The entries that follow include a run beginning at the line with "Pick out every instance of the man in light" and ending at the line with "Pick out every instance of the man in yellow"; restate that run word for word and leave the rest out.

[Provided information]

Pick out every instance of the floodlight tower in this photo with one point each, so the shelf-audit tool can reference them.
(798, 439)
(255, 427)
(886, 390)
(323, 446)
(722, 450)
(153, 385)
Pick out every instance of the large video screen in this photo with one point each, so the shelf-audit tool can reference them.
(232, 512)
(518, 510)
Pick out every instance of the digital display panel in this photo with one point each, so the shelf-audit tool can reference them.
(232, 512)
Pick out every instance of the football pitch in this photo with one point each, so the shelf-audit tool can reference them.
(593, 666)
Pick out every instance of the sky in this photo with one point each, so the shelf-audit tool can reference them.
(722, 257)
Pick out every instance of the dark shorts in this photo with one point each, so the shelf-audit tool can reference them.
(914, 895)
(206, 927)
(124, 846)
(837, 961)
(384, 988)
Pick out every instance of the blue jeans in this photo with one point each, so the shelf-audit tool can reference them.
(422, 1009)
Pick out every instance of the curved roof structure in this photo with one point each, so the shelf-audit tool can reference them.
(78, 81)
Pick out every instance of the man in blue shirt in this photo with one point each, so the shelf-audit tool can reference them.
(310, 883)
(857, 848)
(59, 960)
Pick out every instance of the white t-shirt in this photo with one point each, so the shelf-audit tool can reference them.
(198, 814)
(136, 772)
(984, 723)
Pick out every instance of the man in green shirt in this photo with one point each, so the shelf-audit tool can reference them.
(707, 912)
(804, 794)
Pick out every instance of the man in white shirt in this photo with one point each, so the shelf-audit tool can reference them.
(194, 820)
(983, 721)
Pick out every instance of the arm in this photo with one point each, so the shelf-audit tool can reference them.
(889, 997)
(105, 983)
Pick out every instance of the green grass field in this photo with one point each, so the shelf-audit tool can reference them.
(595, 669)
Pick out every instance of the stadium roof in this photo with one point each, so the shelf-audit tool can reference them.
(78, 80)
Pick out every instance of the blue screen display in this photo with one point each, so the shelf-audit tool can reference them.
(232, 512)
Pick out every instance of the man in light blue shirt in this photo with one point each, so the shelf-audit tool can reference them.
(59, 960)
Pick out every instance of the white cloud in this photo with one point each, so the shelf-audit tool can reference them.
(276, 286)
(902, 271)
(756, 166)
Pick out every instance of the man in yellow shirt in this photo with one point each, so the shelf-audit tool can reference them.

[/Provided information]
[Provided information]

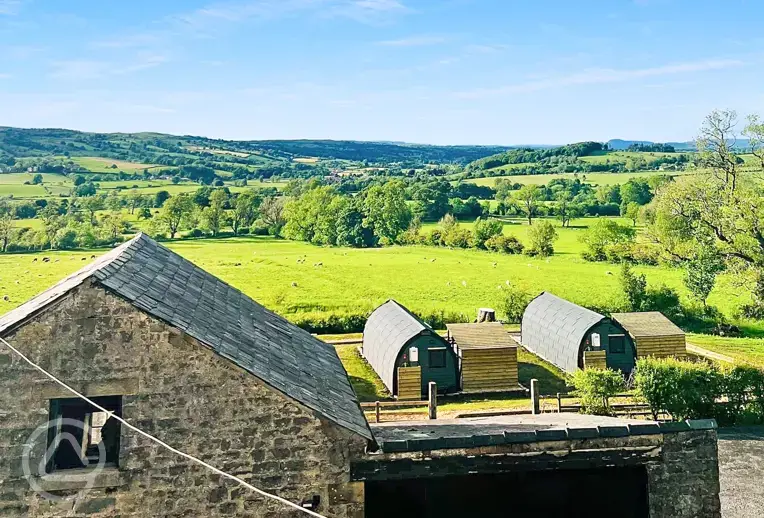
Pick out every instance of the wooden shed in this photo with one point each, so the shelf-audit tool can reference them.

[/Provided information]

- Written response
Pick out every instance of the man in light blue shirt in this photo with one point each, so the shelf-audit tool can reference them.
(59, 960)
Pick out every instance of the white cloud in this photo with one point each, so the shelf-audit tool can reference them.
(276, 286)
(902, 271)
(756, 166)
Pick out every instance of the man in yellow shirt in this photo with one point each, so the shelf-audit tool can reference them.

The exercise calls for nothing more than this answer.